* [Required work]
Could you please reproduce all the records below exactly, leaving out the images?

[Extracted information]

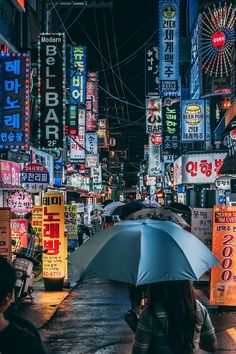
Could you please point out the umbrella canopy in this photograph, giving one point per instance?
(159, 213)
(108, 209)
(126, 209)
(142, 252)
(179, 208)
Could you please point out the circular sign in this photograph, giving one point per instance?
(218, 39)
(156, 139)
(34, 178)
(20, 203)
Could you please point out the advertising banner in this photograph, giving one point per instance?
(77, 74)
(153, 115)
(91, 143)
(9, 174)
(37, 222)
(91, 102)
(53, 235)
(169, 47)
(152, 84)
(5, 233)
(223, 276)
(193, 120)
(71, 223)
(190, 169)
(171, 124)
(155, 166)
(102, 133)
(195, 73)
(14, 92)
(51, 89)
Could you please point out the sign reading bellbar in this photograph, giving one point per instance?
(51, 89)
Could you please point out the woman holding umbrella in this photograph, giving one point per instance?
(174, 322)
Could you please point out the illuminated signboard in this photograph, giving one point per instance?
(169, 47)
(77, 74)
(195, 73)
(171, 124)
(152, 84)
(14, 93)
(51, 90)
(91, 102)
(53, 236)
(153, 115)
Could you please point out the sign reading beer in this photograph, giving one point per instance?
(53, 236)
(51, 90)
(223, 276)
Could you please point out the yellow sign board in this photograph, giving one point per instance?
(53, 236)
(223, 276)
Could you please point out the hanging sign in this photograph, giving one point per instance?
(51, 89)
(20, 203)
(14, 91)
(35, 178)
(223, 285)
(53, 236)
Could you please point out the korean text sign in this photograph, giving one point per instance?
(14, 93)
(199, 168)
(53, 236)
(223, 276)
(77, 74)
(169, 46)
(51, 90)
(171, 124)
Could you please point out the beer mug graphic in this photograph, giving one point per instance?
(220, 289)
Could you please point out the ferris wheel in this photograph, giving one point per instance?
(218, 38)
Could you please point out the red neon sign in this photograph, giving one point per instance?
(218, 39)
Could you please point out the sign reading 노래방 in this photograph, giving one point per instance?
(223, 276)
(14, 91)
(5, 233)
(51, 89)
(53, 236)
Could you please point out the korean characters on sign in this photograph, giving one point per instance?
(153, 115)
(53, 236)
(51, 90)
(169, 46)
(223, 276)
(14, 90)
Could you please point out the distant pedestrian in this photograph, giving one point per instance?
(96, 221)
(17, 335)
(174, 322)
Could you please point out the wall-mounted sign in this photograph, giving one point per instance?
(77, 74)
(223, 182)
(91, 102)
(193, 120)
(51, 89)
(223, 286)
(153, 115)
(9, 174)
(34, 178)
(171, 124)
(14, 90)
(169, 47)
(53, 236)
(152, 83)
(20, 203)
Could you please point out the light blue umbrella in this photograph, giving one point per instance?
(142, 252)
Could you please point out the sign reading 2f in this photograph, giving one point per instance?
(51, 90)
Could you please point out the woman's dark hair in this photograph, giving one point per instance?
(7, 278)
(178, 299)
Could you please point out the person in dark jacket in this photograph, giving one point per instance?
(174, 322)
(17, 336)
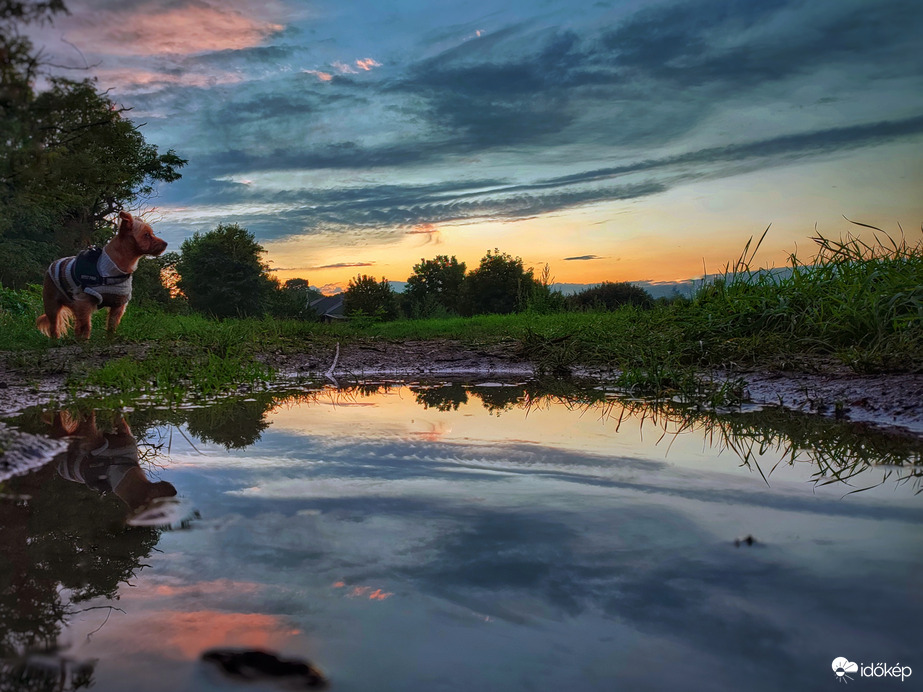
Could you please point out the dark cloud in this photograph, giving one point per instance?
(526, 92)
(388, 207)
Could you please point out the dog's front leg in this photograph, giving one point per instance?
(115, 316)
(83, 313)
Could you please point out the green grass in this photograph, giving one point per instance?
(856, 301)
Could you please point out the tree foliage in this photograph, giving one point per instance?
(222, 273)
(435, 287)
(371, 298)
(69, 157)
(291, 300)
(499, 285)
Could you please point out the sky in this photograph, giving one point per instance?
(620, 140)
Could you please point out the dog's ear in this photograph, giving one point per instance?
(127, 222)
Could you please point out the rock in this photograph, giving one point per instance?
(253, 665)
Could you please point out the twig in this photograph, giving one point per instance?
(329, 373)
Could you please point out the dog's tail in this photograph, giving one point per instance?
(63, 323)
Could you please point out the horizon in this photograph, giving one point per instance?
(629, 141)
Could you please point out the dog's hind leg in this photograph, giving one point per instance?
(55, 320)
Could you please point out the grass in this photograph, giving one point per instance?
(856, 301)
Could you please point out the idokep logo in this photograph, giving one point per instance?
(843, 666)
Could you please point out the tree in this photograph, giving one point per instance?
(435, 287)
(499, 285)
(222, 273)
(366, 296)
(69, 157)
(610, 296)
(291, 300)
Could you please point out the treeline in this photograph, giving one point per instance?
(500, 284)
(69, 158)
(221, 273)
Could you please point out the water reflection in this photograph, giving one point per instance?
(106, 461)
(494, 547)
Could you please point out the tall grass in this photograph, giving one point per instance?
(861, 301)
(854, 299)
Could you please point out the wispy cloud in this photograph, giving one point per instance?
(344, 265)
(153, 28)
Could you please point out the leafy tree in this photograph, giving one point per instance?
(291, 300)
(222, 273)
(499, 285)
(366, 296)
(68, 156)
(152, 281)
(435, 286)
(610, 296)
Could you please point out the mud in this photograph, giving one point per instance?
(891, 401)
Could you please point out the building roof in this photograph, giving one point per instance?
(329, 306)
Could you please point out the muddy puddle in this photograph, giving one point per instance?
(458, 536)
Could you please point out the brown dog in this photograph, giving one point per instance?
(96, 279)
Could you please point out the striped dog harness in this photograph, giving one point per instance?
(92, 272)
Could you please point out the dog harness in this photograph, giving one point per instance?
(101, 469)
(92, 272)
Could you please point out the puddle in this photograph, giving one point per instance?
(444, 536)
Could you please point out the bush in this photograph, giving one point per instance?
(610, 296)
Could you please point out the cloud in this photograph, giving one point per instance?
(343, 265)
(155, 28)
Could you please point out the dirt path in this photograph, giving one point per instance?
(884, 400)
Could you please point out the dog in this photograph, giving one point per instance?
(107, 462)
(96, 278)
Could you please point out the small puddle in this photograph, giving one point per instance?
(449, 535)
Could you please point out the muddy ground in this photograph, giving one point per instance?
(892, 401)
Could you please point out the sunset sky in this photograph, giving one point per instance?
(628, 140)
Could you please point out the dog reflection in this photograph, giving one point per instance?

[/Extracted information]

* [Finished task]
Could you please point out the umbrella canopy in this photograph, giving one point per instance?
(159, 213)
(108, 209)
(126, 209)
(142, 252)
(179, 208)
Could you please point out the circular sign in this photograph, giving one point per instance?
(218, 39)
(156, 139)
(34, 178)
(20, 203)
Could you please point out the advertising banner in this photograph, giving one point per instance?
(77, 74)
(153, 115)
(91, 143)
(9, 174)
(37, 222)
(91, 102)
(53, 235)
(169, 47)
(152, 84)
(5, 233)
(223, 276)
(193, 120)
(71, 223)
(190, 169)
(171, 124)
(155, 166)
(102, 133)
(195, 73)
(14, 92)
(51, 89)
Could you please point out the sign reading bellbar in this photograph, giving one point per instance?
(51, 89)
Could you please point out the woman holding umbrella in this photograph, giving one point per instance?
(174, 322)
Could you please point out the illuminated signboard in this photograph, giving one point per instance?
(169, 47)
(77, 74)
(195, 73)
(171, 124)
(152, 84)
(14, 93)
(51, 90)
(91, 102)
(53, 236)
(153, 115)
Could you please point out the sign reading beer in this photograph, giving one point per instance?
(53, 236)
(51, 90)
(223, 276)
Could you please point out the yellow sign board in this photograph, giving one point per instance?
(53, 236)
(223, 276)
Could you please point out the hanging sign in this photograph, giving one point per instance?
(51, 89)
(20, 203)
(14, 91)
(35, 178)
(223, 285)
(53, 236)
Could you please point out the korean text sign in this photograph, giving one point per instance?
(14, 93)
(199, 168)
(53, 236)
(223, 276)
(77, 74)
(169, 46)
(51, 90)
(171, 124)
Could you please point out the beer mug graphic in this photograph, giving one point per instance?
(220, 289)
Could you please point out the ferris wheel in this photograph, giving one point per instance?
(218, 38)
Could you please point out the red neon sign in this photograph, giving one point per instance?
(218, 39)
Could you please point out the sign reading 노래방 in this photograph, giving one point per instance?
(223, 276)
(14, 91)
(5, 233)
(51, 89)
(53, 236)
Could you please point out the korean characters on sign in this photograph, giving one point per instance?
(153, 115)
(53, 236)
(51, 90)
(169, 46)
(223, 276)
(14, 90)
Could you please point out the distant pedestrian in this photograph, giving one point per instance?
(96, 221)
(17, 335)
(174, 322)
Could you please point out the wall-mounted sign in this photograph, giving one point per instance?
(77, 74)
(223, 182)
(91, 102)
(193, 120)
(51, 89)
(223, 286)
(153, 115)
(9, 174)
(34, 178)
(171, 124)
(14, 90)
(169, 47)
(53, 236)
(152, 83)
(20, 203)
Could you please point out the light blue umbrella in this photograph, giving one point per instance?
(142, 252)
Could you please point out the sign reading 2f in this photograph, giving one point per instance?
(51, 90)
Could you please point out the woman's dark hair in this photograph, giving one point per instance?
(7, 278)
(178, 299)
Could you please point out the person in dark jacket in this photograph, giving one point per instance?
(174, 322)
(17, 336)
Could you please point out the dark cloud in this photograph, giving one point per instance?
(526, 92)
(388, 207)
Could you please point out the dog's front leg in this photograph, giving one point per instance?
(115, 316)
(83, 313)
Could you please point out the green grass in this photograph, giving one point per instance?
(856, 301)
Could you please point out the tree foliage in this photograph, giving one point per instance?
(222, 273)
(435, 287)
(371, 298)
(69, 157)
(291, 300)
(499, 285)
Could you please point out the sky in this photograph, giving one point per instance?
(620, 140)
Could you please point out the dog's ear in this photograph, giving one point per instance?
(127, 222)
Could you please point out the rock in this photograph, giving one point per instance?
(253, 665)
Could you please point out the twig in this photograph, giving one point per instance?
(329, 373)
Could you please point out the dog's tail in this photograph, giving one point per instance?
(63, 323)
Could you please point out the horizon in this photograph, giving one point per instance?
(629, 141)
Could you please point out the dog's hind leg in this photograph, giving one point per instance?
(55, 320)
Could you please point out the grass in this photograph, giving one point per instance?
(856, 301)
Could you please point out the idokep logo in this photograph, giving one point per instance?
(843, 666)
Could you please point out the tree in this photograph, giving one point per instance?
(435, 287)
(499, 285)
(222, 273)
(366, 296)
(69, 157)
(610, 296)
(291, 300)
Could you please point out the treeline in this photograph, giving one point per instance?
(500, 284)
(69, 158)
(221, 273)
Could you please point out the water reflection in this photograph, giving one point per instance?
(106, 461)
(494, 547)
Could you please point out the tall grass in this photograph, giving one point per instance?
(861, 301)
(854, 299)
Could you please point out the wispy cloud in this photograph, giving one point per instance?
(344, 265)
(153, 28)
Could you please point out the leafy tree in this photograph, giving one point per instance?
(291, 300)
(222, 273)
(499, 285)
(366, 296)
(68, 156)
(152, 281)
(435, 286)
(610, 296)
Could you please point out the mud in this photograph, giving one point per instance?
(891, 401)
Could you please point out the building roof in this photograph, giving one point per instance?
(329, 306)
Could you please point out the muddy puddle in this photograph, giving one point per instance?
(458, 536)
Could you please point out the brown dog in this photograph, giving one point per instance?
(96, 279)
Could you please point out the striped dog harness in this photograph, giving one point per instance?
(92, 272)
Could you please point out the dog harness in this photograph, giving one point per instance?
(101, 469)
(92, 272)
Could you please point out the puddle in this photograph, giving one point per instance?
(444, 536)
Could you please point out the bush in this photograph, giving one point per instance?
(610, 296)
Could you please point out the cloud in this photograph, giving one point per instance?
(343, 265)
(155, 28)
Could you please point out the dirt path in this photograph, giving one point per instance?
(884, 400)
Could you please point out the dog in this photograph, giving one point per instance?
(107, 462)
(96, 278)
Could you please point out the small puddle in this photograph, giving one point per instance?
(449, 535)
Could you please point out the muddy ground in this photograph, giving one point per instance?
(892, 401)
Could you please point out the sunset sky in this photograph, giving one point per instance?
(628, 140)
Could you please point out the dog reflection in this photograph, giving one point per instance?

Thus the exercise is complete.